- _Instruction 1_: In the essay on self-deception, start at the words "That’s confused enough." and end after "about his reputation.", then write that part again with "fans" changed to "admirers".
- _Instruction 2_: Continue the essay on self-deception from its last sentence.

- _Given text_:
↓↓↓

That’s confused enough. But when you add in that Michael put off visiting Anselmo in Brazil, so that Anselmo died while Michael was still pretending Anselmo would recover, you begin to see that Michael wasn’t very clear headed. He failed to go, predominantly, because he refused to acknowledge his relationship with the man he privately called his “partner.” He thought if he came out of the closet as gay, his fans would desert him.

This is Michael on stage in 1988, how is it anyone didn’t know he was gay?
This is self deception. He and Anselmo were “partners” but when Anselmo really needed Michael, he was worrying about his reputation.
When Michael later did come out of the closet, the fans did not abandon him, even though the press was ugly and his best music was behind him. But by then, he had missed the chance to be at his lover’s bedside as he died. Also the funeral. So strange it is, thinking about it, Michael wanted to maintain the lie that he was a straight man so much … that he let his true love down.
You see how it is. We lie to others, yes. But mostly, we lie to ourselves. If Michael hadn’t believed that Anselmo was getting better, or even that fans would reject him for being gay (and why did he believe they would, when Elton John did just fine as a gay pop star) things could have been different.
Which Brings Me Back to the 12 Steps
This brings me back to the 12 Step view of life, and the Tenth Step, which states: “when we were wrong we promptly admitted it.” That is hard. And since you tend to conspire to keep your deception of yourself a secret from yourself, you never call yourself on your own lies. So how will you ever be reminded to admit that you were wrong to yourself?
It’s kind of an interior conspiracy.
Sometimes hindsight will deliver you a pictore of the damage self-deception has wrought. However, I know a lot of people who went to their graves without ever showing awareness of various family outrages. It seemed that to the very end, they protected themselves from understanding what they had done.
As for me, what might I have lied to myself about? Do I know? I do know a couple of things. But you’ll have to forgive me for not writing them down. They have had to do with love, and family, and prestige, and even intelligence. These are issues around which I struggle. And they are areas in which I must admit, I have not always told myself the truth.
I’m trying to do better.
How about you? Have you mastered the art of telling yourself the truth? If you haven’t, you’re not alone. Because lying to yourself is just so easy.
What is the famous quote about lying to yourself?
“Lying to others is the exception. Mostly we lie to ourselves.” Friedrich Nietzsche. What can I say, I don’t really like Nietzsche’s writing, I think he’s been guilty of some outrageously dangerous aphorisms, the one about God being dead coming to mind immediately, but no one can be wrong all the time. And Nietzsche is right about this.

↑↑↑

- _Dataset excerpt_:

↓↓↓

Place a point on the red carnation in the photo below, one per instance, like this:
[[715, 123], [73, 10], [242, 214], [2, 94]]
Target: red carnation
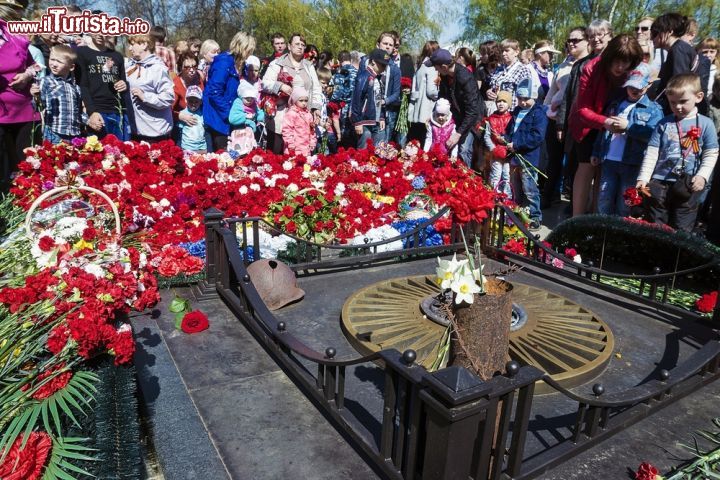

↑↑↑

- _Output 1_:
That’s confused enough. But when you add in that Michael put off visiting Anselmo in Brazil, so that Anselmo died while Michael was still pretending Anselmo would recover, you begin to see that Michael wasn’t very clear headed. He failed to go, predominantly, because he refused to acknowledge his relationship with the man he privately called his “partner.” He thought if he came out of the closet as gay, his admirers would desert him.

This is Michael on stage in 1988, how is it anyone didn’t know he was gay?
This is self deception. He and Anselmo were “partners” but when Anselmo really needed Michael, he was worrying about his reputation.

- _Output 2_:
“Above all, don’t lie to yourself. The man who lies to himself and listens to his own lie comes to a point that he cannot distinguish the truth within him, or around him, and so loses all respect for himself and for others. And having no respect he ceases to love.” – Fyodor Dostoyevsky, The Brothers Karamozof . This is a simple precis of the type I’ve come to expect from Dostoyevsky, the great philosophical novelist, in whose work, if you studied long enough, you could find deeply Christian answers to every human question.
“Mental health is an ongoing dedication to reality at all costs.” — M. Scott Peck, People of the Lie. The famous 70’s psychologist suggests that to the degree that we refuse to see the truth, we are mentally ill. Or perhaps, putting it another way, being able to look at the truth and acknowledge it is a critical component of having integrity and being mentally sound.
“Rarely have we seen a person fail who has thoroughly followed our path. Those who do not recover are people who … are constitutionally incapable of being honest with themselves. There are such unfortunates.” The Big Book of AA by Bill W. states that inability to be honest with yourself is the core reason for failure at obtianing a spiritual recovery from alcoholism. Further, Bill states that “They seem to have been born this way.” I have thought about this so many times. But it seems that even for a normal person, telling yourself the truth can be difficult.
Are there any books about self-deception?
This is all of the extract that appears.